** BEGIN DATA SHOWN **

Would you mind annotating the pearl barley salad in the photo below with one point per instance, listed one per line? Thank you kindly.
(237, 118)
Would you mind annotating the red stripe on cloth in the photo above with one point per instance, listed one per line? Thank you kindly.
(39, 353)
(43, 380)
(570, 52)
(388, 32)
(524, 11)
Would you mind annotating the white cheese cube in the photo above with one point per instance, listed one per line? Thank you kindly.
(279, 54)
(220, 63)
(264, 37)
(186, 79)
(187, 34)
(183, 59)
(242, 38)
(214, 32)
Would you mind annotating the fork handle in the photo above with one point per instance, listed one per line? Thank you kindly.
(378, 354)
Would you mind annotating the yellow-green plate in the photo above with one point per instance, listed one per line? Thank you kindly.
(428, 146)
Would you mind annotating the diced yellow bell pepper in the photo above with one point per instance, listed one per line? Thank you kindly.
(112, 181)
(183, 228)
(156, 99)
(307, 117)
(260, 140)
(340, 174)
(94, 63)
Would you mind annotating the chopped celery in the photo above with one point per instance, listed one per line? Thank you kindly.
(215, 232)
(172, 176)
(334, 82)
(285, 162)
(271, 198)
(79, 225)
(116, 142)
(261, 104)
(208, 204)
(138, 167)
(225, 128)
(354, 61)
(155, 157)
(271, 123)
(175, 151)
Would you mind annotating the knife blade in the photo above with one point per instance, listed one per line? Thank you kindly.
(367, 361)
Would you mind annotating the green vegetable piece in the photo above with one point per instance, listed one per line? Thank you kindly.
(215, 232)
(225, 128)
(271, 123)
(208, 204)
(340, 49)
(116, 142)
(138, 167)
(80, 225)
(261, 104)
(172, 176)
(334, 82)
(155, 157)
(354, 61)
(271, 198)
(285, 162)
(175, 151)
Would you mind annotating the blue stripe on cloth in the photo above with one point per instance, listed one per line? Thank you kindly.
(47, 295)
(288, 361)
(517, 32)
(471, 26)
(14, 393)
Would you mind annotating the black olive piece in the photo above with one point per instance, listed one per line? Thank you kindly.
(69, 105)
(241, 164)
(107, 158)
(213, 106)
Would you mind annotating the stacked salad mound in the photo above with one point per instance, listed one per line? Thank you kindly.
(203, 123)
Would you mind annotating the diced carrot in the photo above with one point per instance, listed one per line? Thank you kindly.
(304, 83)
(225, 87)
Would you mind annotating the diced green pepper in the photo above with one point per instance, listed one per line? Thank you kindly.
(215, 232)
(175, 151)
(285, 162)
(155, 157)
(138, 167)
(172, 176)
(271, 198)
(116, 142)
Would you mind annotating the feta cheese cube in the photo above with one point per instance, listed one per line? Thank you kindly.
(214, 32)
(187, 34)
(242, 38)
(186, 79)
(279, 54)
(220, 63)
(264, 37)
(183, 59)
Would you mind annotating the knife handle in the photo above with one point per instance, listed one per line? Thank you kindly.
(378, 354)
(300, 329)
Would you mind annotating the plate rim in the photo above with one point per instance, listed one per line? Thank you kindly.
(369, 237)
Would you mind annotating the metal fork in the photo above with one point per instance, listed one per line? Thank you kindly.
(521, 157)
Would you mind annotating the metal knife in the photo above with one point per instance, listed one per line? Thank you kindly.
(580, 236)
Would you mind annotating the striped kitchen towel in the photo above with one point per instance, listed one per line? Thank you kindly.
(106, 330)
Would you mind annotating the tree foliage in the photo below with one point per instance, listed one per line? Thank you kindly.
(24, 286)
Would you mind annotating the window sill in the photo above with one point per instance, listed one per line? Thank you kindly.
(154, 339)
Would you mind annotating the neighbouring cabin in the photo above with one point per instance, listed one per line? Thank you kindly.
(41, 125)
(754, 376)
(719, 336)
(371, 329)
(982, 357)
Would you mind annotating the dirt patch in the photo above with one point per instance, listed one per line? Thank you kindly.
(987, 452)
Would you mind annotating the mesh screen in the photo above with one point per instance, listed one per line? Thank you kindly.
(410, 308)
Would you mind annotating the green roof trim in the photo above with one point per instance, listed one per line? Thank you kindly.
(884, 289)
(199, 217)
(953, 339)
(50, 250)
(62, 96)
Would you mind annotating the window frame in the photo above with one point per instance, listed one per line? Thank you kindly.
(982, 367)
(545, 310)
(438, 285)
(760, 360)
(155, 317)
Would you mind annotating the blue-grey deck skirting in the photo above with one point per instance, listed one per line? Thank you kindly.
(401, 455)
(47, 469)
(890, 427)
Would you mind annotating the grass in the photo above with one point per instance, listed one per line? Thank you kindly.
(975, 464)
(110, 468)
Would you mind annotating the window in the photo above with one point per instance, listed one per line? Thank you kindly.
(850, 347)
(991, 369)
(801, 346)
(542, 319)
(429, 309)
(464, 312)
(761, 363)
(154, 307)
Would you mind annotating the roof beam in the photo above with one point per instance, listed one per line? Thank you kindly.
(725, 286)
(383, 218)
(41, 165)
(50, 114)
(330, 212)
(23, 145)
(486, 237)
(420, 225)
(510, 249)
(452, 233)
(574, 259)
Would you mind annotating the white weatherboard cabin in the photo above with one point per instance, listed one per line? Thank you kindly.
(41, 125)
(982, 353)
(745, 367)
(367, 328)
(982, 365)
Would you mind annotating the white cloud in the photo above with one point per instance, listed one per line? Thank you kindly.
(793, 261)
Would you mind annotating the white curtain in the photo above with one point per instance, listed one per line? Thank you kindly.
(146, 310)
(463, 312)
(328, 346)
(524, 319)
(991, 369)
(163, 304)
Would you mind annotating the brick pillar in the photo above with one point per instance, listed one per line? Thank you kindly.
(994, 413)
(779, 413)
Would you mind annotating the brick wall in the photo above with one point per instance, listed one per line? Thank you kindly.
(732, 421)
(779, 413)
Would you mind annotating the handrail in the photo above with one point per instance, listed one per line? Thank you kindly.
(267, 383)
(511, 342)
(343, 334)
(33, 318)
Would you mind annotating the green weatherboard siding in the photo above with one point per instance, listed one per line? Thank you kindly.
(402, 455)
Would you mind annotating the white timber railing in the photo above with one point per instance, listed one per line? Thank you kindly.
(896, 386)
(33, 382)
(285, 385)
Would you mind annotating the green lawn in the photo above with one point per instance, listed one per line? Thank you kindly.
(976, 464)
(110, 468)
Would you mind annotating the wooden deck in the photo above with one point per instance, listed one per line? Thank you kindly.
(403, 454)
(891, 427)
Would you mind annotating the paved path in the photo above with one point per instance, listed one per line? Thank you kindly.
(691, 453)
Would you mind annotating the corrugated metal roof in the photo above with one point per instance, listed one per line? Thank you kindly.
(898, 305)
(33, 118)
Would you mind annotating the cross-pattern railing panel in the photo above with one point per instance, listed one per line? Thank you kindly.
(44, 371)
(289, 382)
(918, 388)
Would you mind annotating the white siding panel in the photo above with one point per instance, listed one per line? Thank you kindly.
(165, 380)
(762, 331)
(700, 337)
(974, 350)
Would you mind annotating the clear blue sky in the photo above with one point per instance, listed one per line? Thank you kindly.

** END DATA SHOWN **

▸ **EXERCISE REQUIREMENTS**
Output the lines above as a Markdown table with the columns n and Line, where n numbers each row and Line holds one line; skip any blank lines.

▸ **ANSWER TO THE PROBLEM**
| n | Line |
|---|---|
| 1 | Would you mind annotating the pearl barley salad in the photo below with one point per instance, listed one per line? Thank you kindly. |
| 2 | (237, 118) |
| 3 | Would you mind annotating the red stripe on cloth in the photo above with one point per instance, listed one per line? Thank you kindly. |
| 4 | (39, 353) |
| 5 | (43, 380) |
| 6 | (570, 52) |
| 7 | (388, 32) |
| 8 | (524, 11) |
| 9 | Would you mind annotating the white cheese cube in the photo above with one point per instance, listed one per line? Thank you kindly. |
| 10 | (279, 54) |
| 11 | (220, 63) |
| 12 | (264, 37) |
| 13 | (186, 79) |
| 14 | (187, 34) |
| 15 | (183, 59) |
| 16 | (242, 38) |
| 17 | (214, 32) |
| 18 | Would you mind annotating the fork handle in the photo above with one point per instance, listed one per line? Thank you kindly. |
| 19 | (378, 354) |
| 20 | Would you mind annotating the yellow-green plate in the photo above with one point per instance, listed one per line? Thank you kindly. |
| 21 | (428, 146) |
| 22 | Would you mind annotating the diced yellow bell pepper in the photo above with one point per instance, listed one per line? Thank you kindly. |
| 23 | (112, 181) |
| 24 | (183, 228) |
| 25 | (156, 99) |
| 26 | (307, 117) |
| 27 | (260, 140) |
| 28 | (340, 174) |
| 29 | (94, 63) |
| 30 | Would you mind annotating the chopped celery in the photo above with one point per instance, listed one per line? Thank you kindly. |
| 31 | (215, 232) |
| 32 | (172, 176) |
| 33 | (334, 82) |
| 34 | (285, 162) |
| 35 | (271, 198) |
| 36 | (79, 225) |
| 37 | (116, 142) |
| 38 | (261, 104) |
| 39 | (208, 204) |
| 40 | (138, 167) |
| 41 | (225, 128) |
| 42 | (354, 61) |
| 43 | (155, 157) |
| 44 | (271, 123) |
| 45 | (175, 151) |
| 46 | Would you mind annotating the knife blade in the photo above with one point per instance, listed one per line? Thank you kindly. |
| 47 | (367, 361) |
| 48 | Would you mind annotating the green vegetable piece in the photo above with one point per instance, listed one per line? Thank you kindly. |
| 49 | (215, 232) |
| 50 | (225, 128) |
| 51 | (271, 123) |
| 52 | (208, 204) |
| 53 | (340, 49) |
| 54 | (116, 142) |
| 55 | (138, 167) |
| 56 | (80, 225) |
| 57 | (261, 104) |
| 58 | (172, 176) |
| 59 | (334, 82) |
| 60 | (155, 157) |
| 61 | (354, 61) |
| 62 | (271, 198) |
| 63 | (285, 162) |
| 64 | (175, 151) |
| 65 | Would you mind annotating the blue stripe on cloth in the photo above with one point per instance, listed one per line? Thank you kindly. |
| 66 | (47, 295) |
| 67 | (288, 361) |
| 68 | (517, 32) |
| 69 | (471, 26) |
| 70 | (14, 393) |
| 71 | Would you mind annotating the black olive piece in the photo above with one point per instance, listed one per line? Thank you kindly. |
| 72 | (69, 105) |
| 73 | (241, 164) |
| 74 | (107, 158) |
| 75 | (213, 106) |
| 76 | Would you mind annotating the stacked salad mound in the photo above with one point per instance, listed one per line? Thank you kindly. |
| 77 | (203, 123) |
| 78 | Would you mind annotating the diced carrot in the photo above with one point per instance, listed one per line? Thank you kindly. |
| 79 | (304, 83) |
| 80 | (225, 87) |
| 81 | Would you mind annotating the diced green pepper in the photo above with one point per instance, listed one per line? Thank you kindly. |
| 82 | (215, 232) |
| 83 | (175, 151) |
| 84 | (285, 162) |
| 85 | (155, 157) |
| 86 | (138, 167) |
| 87 | (172, 176) |
| 88 | (271, 198) |
| 89 | (116, 142) |
| 90 | Would you mind annotating the feta cheese cube in the photo above with one point per instance, listed one per line? Thank you kindly. |
| 91 | (214, 32) |
| 92 | (187, 34) |
| 93 | (242, 38) |
| 94 | (186, 79) |
| 95 | (279, 54) |
| 96 | (220, 63) |
| 97 | (264, 37) |
| 98 | (183, 59) |
| 99 | Would you mind annotating the knife handle in the photo above with one point per instance, listed one per line? Thank you kindly. |
| 100 | (378, 354) |
| 101 | (300, 329) |
| 102 | Would you mind annotating the plate rim in the photo above with one point per instance, listed one per line? Thank you kindly. |
| 103 | (369, 237) |
| 104 | Would you mind annotating the metal fork in the photo above with one point per instance, listed one per line? Thank you kindly. |
| 105 | (521, 157) |
| 106 | Would you mind annotating the metal knife in the photo above with one point per instance, listed one per line? Thank you kindly. |
| 107 | (580, 236) |
| 108 | Would you mind annotating the striped kitchen towel in the photo above with one point per instance, listed one per line? Thank you kindly. |
| 109 | (106, 330) |
| 110 | Would you mind annotating the tree foliage in the photo below with one point per instance, listed one per line? Thank you kindly. |
| 111 | (24, 286) |
| 112 | Would you mind annotating the window sill in the photo above with one point per instance, listed one per line? Thank you kindly. |
| 113 | (154, 339) |
| 114 | Would you mind annotating the neighbouring cabin in the photo above with one point per instance, listed one per line? Thank you kindly. |
| 115 | (41, 125) |
| 116 | (754, 376) |
| 117 | (719, 336) |
| 118 | (371, 329) |
| 119 | (982, 357) |
| 120 | Would you mind annotating the dirt patch in the photo above with one point per instance, listed one per line? Thank you kindly. |
| 121 | (987, 452) |
| 122 | Would you mind annotating the mesh screen in the photo above with one point per instance, listed one per line? Thank you kindly. |
| 123 | (410, 308) |
| 124 | Would you mind annotating the green roof trim in the photo above with one point per instance, listed one per line? Thank you kindly. |
| 125 | (884, 289) |
| 126 | (199, 217) |
| 127 | (953, 339) |
| 128 | (50, 250) |
| 129 | (62, 96) |
| 130 | Would you mind annotating the window frame in the photo above with one point per instance, listed one per line? Thank you kindly. |
| 131 | (982, 367) |
| 132 | (545, 310) |
| 133 | (438, 285) |
| 134 | (760, 360) |
| 135 | (155, 317) |
| 136 | Would you mind annotating the blue-grey deck skirting in the photo above with one point per instance, listed one per line? Thank you kindly. |
| 137 | (401, 455) |
| 138 | (47, 469) |
| 139 | (890, 427) |
| 140 | Would you mind annotating the grass in the photo above with one point per instance, listed one per line? Thank you kindly. |
| 141 | (975, 464) |
| 142 | (110, 468) |
| 143 | Would you mind annotating the window in the photo above with one point per instance, listed one per line? Thank you kindly. |
| 144 | (850, 347) |
| 145 | (991, 369) |
| 146 | (801, 346) |
| 147 | (542, 319) |
| 148 | (429, 309) |
| 149 | (464, 312) |
| 150 | (761, 363) |
| 151 | (154, 307) |
| 152 | Would you mind annotating the roof beam in the photo above with one point per instance, listed one per line? Thank you kindly. |
| 153 | (725, 286) |
| 154 | (383, 218) |
| 155 | (41, 165) |
| 156 | (50, 114) |
| 157 | (330, 212) |
| 158 | (23, 145) |
| 159 | (486, 237) |
| 160 | (420, 225) |
| 161 | (510, 249) |
| 162 | (452, 233) |
| 163 | (574, 259) |
| 164 | Would you mind annotating the white weatherboard cabin in the photo above with one point per instance, listed one per line? Thank you kindly. |
| 165 | (41, 125) |
| 166 | (982, 353) |
| 167 | (745, 367) |
| 168 | (367, 328) |
| 169 | (982, 365) |
| 170 | Would you mind annotating the white cloud in the photo above with one point per instance, listed one per line? Thank you kindly. |
| 171 | (793, 261) |
| 172 | Would you mind annotating the white curtain in the photo above with one point per instance, listed one per line? Thank you kindly. |
| 173 | (146, 310) |
| 174 | (463, 312) |
| 175 | (328, 346) |
| 176 | (524, 319) |
| 177 | (991, 369) |
| 178 | (163, 304) |
| 179 | Would you mind annotating the brick pillar in the photo above with one point per instance, listed one per line? Thank you kindly. |
| 180 | (994, 413) |
| 181 | (779, 413) |
| 182 | Would you mind annotating the brick wall in the photo above with one point per instance, listed one per line? Thank you kindly. |
| 183 | (732, 421) |
| 184 | (779, 413) |
| 185 | Would you mind annotating the handrail in the photo above with one point per instance, listed one per line? Thank you kindly. |
| 186 | (267, 383) |
| 187 | (511, 342) |
| 188 | (343, 334) |
| 189 | (33, 318) |
| 190 | Would you mind annotating the green weatherboard siding in the photo above with one point per instance, listed one per line? Thank you kindly. |
| 191 | (402, 455) |
| 192 | Would you mind annotating the white timber railing in the photo above with one point per instance, listed one per line? Thank you kindly. |
| 193 | (896, 386) |
| 194 | (33, 382) |
| 195 | (285, 385) |
| 196 | Would you mind annotating the green lawn in the photo above with one point per instance, listed one per line? Thank you kindly. |
| 197 | (976, 464) |
| 198 | (110, 468) |
| 199 | Would you mind annotating the wooden deck in the photo above with one point per instance, listed one per line? Thank you kindly. |
| 200 | (403, 454) |
| 201 | (891, 427) |
| 202 | Would you mind annotating the paved path in the photo above with one point per instance, listed one per line? Thank you kindly. |
| 203 | (691, 453) |
| 204 | Would you mind annotating the corrugated metal roof in the photo above with one point per instance, listed one per line? Thank you kindly. |
| 205 | (898, 305) |
| 206 | (33, 118) |
| 207 | Would you mind annotating the cross-pattern railing panel in the photo above with one point per instance, listed one per line? Thank you kindly. |
| 208 | (44, 371) |
| 209 | (289, 382) |
| 210 | (918, 388) |
| 211 | Would you mind annotating the white siding panel in the photo above with one point per instance, listed one per line? Thank you kindly. |
| 212 | (165, 380) |
| 213 | (762, 331) |
| 214 | (700, 337) |
| 215 | (974, 350) |
| 216 | Would you mind annotating the clear blue sky in the photo above with one point per instance, listed one per line? Thank you kindly. |